* [THE REQUEST]
Count the lines below that contain the string "backdrop" and reply with the number only.

* [DATA IN THIS EXERCISE]
::::::::::

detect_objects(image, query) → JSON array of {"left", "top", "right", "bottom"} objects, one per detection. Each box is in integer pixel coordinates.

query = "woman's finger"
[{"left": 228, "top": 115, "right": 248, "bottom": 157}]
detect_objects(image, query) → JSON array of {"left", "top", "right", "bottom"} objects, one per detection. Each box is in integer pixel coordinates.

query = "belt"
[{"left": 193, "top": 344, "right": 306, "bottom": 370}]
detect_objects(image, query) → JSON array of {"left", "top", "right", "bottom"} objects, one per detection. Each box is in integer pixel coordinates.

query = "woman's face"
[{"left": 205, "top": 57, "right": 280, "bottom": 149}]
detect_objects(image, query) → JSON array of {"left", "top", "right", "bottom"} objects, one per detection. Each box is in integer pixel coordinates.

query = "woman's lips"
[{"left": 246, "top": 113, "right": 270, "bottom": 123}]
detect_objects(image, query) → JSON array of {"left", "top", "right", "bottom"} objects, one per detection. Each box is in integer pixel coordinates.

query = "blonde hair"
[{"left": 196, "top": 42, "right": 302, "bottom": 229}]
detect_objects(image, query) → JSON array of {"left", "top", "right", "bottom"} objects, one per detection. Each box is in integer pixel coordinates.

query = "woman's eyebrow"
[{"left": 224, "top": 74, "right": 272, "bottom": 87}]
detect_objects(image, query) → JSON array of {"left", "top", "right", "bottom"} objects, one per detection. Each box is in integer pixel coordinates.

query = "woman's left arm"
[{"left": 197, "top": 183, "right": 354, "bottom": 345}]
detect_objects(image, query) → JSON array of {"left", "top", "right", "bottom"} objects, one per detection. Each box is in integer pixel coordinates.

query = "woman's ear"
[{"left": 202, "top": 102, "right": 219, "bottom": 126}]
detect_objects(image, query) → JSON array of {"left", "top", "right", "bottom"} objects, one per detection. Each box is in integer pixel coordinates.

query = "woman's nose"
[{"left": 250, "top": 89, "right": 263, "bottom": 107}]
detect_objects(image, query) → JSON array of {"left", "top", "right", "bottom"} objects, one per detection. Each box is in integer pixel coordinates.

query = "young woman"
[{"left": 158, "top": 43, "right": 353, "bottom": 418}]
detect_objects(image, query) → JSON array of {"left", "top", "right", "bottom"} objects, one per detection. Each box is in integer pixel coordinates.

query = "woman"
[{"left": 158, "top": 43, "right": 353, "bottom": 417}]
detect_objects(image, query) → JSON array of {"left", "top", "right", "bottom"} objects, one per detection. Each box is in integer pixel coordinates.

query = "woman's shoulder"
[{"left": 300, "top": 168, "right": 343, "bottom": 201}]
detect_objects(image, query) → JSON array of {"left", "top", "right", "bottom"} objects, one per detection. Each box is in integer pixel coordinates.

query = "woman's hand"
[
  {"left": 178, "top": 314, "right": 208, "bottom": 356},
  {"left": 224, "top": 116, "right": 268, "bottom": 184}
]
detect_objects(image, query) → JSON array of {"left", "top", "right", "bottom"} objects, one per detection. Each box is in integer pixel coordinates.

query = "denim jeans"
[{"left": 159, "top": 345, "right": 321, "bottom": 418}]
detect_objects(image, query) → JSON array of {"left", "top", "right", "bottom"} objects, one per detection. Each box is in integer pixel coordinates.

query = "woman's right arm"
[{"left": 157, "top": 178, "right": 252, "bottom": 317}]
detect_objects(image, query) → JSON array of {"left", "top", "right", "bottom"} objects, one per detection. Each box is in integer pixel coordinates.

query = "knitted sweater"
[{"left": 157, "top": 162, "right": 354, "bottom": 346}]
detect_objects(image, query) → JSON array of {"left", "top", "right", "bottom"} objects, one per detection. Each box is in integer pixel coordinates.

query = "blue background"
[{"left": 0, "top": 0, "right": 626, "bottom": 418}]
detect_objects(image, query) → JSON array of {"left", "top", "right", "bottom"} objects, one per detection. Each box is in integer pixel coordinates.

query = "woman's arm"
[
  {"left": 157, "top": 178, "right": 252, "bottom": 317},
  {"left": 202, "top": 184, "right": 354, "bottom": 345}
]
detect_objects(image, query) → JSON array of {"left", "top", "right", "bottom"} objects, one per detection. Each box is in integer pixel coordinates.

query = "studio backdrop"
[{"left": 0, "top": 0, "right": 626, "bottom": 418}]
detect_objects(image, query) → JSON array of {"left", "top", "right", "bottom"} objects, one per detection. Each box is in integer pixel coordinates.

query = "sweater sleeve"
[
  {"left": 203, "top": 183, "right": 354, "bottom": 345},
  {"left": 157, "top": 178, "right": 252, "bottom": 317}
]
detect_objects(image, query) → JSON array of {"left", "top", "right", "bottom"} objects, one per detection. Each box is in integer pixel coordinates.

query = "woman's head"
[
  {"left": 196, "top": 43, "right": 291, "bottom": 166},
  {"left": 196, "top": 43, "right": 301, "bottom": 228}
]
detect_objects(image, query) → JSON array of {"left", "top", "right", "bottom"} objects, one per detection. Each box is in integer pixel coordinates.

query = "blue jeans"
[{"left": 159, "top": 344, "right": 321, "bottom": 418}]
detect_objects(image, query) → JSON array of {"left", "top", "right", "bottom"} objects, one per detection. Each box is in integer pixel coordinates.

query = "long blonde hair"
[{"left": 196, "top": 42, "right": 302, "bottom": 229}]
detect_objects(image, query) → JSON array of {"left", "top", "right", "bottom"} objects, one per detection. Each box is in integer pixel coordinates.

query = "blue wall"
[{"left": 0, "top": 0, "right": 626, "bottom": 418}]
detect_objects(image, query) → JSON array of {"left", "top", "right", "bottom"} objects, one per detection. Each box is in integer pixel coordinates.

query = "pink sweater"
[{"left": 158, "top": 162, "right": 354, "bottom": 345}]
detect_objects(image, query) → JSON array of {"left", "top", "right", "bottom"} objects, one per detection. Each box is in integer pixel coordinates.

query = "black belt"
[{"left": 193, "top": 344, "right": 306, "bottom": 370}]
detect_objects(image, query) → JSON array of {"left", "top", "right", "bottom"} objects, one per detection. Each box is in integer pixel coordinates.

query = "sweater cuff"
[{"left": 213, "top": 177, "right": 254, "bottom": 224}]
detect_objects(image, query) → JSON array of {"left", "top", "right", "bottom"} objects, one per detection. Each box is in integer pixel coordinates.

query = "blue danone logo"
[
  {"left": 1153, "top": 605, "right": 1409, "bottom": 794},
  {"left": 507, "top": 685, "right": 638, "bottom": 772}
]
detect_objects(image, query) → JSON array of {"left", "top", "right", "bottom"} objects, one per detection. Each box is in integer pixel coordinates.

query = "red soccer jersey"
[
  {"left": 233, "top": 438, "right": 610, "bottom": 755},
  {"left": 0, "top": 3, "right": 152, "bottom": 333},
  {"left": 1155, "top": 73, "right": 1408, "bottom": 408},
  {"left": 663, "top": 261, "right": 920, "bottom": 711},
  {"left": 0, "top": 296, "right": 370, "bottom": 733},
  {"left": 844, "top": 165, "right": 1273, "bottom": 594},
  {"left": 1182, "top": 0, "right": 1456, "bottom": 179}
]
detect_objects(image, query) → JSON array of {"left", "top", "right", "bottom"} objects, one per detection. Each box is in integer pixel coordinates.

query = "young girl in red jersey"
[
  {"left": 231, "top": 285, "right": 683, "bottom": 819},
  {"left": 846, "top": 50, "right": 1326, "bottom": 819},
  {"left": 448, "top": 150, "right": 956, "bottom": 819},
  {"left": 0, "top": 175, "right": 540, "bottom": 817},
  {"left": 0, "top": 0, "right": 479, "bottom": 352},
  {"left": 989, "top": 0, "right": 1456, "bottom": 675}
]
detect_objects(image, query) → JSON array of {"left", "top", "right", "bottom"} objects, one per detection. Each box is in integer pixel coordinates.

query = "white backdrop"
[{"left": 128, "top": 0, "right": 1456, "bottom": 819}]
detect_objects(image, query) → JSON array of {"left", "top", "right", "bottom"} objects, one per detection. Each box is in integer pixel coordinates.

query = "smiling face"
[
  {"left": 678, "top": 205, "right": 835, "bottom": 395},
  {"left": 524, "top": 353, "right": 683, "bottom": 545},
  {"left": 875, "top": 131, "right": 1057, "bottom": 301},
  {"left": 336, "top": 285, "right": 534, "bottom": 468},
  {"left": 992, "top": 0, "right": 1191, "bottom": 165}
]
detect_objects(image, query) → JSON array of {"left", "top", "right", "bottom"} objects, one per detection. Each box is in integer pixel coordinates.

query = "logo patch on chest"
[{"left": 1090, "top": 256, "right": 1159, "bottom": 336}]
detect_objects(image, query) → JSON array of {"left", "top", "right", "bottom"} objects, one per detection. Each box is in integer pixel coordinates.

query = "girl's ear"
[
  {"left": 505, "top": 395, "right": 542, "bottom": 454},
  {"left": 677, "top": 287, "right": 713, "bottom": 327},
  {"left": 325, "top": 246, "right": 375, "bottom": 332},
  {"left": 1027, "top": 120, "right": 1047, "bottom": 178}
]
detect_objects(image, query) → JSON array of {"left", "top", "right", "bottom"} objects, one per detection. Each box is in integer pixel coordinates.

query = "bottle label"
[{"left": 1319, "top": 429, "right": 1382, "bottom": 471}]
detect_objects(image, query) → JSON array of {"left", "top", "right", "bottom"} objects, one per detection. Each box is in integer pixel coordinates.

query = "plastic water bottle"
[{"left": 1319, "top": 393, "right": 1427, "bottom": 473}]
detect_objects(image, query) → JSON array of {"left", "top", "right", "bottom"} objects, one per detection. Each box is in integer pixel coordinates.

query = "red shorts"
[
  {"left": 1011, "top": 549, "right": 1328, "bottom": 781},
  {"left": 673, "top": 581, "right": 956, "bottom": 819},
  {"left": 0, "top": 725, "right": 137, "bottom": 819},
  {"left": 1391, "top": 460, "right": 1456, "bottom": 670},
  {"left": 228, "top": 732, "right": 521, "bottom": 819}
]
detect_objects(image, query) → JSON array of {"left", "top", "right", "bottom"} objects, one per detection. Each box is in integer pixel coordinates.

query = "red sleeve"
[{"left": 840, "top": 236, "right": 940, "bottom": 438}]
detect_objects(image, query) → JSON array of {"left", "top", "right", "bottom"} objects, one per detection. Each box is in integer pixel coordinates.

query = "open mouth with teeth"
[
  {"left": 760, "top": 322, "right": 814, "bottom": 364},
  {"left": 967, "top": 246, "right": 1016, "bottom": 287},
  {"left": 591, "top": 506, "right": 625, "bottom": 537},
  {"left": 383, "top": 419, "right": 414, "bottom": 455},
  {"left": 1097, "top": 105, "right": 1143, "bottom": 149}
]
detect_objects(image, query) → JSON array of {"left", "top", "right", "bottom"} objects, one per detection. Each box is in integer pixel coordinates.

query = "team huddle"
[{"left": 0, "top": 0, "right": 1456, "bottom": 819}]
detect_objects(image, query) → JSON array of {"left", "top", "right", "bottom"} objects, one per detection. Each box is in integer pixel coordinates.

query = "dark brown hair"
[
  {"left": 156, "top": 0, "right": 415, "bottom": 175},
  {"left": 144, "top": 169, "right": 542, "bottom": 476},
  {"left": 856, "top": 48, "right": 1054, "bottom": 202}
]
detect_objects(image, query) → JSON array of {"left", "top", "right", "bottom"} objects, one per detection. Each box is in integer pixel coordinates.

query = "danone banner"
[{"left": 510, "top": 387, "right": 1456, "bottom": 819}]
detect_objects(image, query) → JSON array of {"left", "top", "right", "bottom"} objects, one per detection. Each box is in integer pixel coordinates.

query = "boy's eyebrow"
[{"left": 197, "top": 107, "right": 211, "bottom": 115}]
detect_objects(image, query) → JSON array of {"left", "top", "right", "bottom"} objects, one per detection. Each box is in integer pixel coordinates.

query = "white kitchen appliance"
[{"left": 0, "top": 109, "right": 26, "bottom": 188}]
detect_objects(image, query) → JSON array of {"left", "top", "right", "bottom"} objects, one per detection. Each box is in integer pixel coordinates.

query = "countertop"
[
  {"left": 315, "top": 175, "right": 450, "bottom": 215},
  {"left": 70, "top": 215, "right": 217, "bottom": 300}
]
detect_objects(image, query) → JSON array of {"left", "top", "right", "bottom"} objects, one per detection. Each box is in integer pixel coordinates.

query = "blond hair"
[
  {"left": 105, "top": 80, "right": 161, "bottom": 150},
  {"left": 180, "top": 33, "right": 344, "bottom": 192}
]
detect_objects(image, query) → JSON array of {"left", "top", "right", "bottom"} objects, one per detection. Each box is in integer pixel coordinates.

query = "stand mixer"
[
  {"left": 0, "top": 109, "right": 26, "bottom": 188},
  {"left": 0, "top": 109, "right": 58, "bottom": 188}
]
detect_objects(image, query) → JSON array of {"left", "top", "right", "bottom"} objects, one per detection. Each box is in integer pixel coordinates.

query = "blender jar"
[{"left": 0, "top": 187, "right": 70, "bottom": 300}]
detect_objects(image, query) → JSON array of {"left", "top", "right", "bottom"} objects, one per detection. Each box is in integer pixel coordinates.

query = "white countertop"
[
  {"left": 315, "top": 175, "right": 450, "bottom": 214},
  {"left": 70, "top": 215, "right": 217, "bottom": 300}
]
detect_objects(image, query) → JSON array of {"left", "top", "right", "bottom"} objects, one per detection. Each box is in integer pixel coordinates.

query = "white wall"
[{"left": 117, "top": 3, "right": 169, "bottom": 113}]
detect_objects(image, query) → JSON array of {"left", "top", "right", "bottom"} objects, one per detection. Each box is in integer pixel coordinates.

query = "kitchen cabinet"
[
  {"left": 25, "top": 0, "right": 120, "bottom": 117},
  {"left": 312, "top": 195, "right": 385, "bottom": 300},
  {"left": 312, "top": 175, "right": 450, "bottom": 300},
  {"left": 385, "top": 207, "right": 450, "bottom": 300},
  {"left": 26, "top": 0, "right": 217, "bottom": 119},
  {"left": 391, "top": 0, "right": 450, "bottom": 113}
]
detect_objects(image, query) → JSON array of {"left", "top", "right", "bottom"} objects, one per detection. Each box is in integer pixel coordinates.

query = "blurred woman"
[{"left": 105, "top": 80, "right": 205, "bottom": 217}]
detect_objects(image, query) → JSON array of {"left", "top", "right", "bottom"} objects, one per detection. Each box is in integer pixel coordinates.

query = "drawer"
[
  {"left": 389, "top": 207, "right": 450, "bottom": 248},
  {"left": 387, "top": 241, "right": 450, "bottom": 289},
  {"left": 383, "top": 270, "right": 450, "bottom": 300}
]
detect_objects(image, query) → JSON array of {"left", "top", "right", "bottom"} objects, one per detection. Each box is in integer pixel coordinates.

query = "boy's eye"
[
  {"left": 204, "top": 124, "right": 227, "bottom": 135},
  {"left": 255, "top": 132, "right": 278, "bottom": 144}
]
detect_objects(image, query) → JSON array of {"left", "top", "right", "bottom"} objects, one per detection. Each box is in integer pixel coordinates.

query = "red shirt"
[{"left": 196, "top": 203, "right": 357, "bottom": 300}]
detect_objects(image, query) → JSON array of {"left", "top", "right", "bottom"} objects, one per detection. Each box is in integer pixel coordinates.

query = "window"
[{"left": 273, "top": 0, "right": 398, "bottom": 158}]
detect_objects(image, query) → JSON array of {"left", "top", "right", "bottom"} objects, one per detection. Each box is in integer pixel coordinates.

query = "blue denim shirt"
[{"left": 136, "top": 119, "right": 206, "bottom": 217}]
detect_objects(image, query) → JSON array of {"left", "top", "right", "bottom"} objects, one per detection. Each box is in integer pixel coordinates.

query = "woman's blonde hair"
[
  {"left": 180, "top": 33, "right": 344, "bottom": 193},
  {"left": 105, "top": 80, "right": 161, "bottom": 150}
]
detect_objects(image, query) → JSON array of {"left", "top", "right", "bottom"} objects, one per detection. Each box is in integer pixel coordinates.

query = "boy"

::::::::::

* [RESPONSE]
2